TASK DESCRIPTION →
Search the records below for the string "marble" and copy each line where it turns up.

++++++++++++++++++++

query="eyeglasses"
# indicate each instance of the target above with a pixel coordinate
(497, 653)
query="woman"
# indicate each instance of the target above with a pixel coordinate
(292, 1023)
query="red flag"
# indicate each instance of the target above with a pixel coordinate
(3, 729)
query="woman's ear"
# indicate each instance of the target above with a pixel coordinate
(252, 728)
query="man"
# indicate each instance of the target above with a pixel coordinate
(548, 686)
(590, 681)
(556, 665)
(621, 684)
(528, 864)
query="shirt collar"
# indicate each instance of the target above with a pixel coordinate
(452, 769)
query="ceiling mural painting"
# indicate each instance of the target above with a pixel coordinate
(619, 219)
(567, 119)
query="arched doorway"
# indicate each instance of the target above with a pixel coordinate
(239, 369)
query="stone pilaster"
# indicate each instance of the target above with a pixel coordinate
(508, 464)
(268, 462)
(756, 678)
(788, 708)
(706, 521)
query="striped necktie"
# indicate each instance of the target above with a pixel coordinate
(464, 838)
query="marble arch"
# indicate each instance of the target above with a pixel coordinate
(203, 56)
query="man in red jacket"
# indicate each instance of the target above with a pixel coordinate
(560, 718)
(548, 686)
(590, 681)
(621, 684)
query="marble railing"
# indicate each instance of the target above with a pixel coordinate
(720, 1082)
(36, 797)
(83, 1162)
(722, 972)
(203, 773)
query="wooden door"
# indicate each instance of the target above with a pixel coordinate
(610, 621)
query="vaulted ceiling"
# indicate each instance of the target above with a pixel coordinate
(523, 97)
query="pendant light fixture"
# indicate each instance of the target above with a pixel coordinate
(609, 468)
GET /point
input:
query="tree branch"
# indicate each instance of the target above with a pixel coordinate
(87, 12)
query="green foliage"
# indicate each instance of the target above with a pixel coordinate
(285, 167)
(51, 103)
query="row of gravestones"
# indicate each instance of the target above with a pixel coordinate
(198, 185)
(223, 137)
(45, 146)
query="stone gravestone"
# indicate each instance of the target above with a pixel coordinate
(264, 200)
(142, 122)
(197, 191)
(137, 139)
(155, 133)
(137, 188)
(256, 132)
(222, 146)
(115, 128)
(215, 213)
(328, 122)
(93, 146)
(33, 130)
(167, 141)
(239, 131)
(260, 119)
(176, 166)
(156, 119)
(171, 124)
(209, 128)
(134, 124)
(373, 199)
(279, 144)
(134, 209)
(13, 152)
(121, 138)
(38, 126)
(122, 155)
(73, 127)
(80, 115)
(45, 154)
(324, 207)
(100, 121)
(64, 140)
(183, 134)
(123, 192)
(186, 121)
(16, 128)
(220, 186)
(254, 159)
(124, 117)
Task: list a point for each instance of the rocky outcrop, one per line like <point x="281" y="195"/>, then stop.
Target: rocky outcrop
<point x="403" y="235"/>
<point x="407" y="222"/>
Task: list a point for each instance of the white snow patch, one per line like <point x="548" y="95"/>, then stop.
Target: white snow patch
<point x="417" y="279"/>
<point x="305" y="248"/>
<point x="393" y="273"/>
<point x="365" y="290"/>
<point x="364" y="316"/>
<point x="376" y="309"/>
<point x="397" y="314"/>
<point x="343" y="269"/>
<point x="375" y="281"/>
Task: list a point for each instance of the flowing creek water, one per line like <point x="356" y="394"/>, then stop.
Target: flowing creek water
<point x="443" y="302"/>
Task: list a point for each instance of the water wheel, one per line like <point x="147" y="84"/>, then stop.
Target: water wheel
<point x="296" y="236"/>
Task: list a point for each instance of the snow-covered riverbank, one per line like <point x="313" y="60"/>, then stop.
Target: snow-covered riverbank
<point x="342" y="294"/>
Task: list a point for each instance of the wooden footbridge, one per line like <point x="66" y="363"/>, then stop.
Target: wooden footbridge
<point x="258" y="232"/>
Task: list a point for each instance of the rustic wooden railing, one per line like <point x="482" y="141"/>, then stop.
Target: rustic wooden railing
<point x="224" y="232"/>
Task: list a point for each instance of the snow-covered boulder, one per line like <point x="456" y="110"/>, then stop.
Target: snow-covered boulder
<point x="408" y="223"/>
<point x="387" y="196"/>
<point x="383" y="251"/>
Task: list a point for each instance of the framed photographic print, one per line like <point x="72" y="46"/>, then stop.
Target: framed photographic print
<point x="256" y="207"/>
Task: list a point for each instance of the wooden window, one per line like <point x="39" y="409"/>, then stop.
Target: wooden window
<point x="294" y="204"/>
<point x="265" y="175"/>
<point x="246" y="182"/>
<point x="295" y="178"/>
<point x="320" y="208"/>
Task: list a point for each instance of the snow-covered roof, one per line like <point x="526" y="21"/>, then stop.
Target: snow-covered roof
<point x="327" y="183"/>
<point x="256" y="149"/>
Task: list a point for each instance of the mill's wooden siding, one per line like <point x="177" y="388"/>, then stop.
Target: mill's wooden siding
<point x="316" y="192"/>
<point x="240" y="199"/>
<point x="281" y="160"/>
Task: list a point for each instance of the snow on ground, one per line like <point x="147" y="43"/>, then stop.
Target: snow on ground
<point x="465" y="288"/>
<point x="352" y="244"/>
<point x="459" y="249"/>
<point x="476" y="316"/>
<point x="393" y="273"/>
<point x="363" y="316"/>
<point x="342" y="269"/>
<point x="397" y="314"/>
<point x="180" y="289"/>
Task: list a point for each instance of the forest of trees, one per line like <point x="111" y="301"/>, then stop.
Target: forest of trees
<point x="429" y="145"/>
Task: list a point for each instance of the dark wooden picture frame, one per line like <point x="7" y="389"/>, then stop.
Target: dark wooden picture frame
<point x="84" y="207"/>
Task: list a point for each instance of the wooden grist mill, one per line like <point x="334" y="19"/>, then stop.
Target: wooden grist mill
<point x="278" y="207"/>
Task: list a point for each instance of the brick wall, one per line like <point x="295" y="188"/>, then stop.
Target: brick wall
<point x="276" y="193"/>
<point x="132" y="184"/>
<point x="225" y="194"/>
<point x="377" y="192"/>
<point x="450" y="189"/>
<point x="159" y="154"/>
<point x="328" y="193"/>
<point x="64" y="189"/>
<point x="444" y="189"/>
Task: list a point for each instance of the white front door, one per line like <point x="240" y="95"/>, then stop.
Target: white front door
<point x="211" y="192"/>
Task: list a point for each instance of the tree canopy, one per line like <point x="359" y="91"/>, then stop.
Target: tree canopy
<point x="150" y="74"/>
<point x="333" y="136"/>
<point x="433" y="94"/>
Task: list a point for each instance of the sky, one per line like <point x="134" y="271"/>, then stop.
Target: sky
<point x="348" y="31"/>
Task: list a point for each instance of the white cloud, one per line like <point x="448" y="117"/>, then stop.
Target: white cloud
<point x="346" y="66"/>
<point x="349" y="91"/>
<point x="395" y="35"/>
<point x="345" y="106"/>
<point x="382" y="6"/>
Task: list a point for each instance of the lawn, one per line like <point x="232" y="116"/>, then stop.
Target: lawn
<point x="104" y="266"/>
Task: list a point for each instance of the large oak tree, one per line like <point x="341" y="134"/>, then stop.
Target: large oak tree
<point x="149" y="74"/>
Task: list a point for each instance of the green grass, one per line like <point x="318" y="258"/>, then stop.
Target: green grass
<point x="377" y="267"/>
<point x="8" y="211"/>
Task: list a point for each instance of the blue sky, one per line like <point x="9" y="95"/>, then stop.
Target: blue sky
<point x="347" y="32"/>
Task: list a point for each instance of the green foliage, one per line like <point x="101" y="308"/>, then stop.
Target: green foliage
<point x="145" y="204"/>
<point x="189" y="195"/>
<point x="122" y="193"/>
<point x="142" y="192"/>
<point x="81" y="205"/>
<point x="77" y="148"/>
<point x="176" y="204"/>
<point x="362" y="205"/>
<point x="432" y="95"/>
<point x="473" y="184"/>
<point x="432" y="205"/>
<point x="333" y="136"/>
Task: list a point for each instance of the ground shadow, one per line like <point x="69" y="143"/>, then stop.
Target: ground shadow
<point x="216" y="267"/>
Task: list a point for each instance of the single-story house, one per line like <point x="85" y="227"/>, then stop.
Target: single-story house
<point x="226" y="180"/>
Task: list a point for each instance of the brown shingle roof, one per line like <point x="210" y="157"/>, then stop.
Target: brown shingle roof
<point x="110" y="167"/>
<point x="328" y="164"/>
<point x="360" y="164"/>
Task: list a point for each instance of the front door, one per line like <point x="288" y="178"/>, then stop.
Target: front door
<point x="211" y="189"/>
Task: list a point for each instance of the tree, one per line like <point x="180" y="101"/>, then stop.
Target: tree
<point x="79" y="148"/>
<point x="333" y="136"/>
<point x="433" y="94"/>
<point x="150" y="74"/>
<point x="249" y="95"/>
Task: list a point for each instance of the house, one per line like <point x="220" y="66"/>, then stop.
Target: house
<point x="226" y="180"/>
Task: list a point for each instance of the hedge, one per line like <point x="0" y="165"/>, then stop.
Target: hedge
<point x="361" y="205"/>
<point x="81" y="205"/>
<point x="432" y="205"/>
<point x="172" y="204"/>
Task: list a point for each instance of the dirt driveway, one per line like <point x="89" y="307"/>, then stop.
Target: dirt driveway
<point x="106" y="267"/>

++++++++++++++++++++

SOLUTION FOR THIS PROBLEM →
query="marble arch"
query="marble railing"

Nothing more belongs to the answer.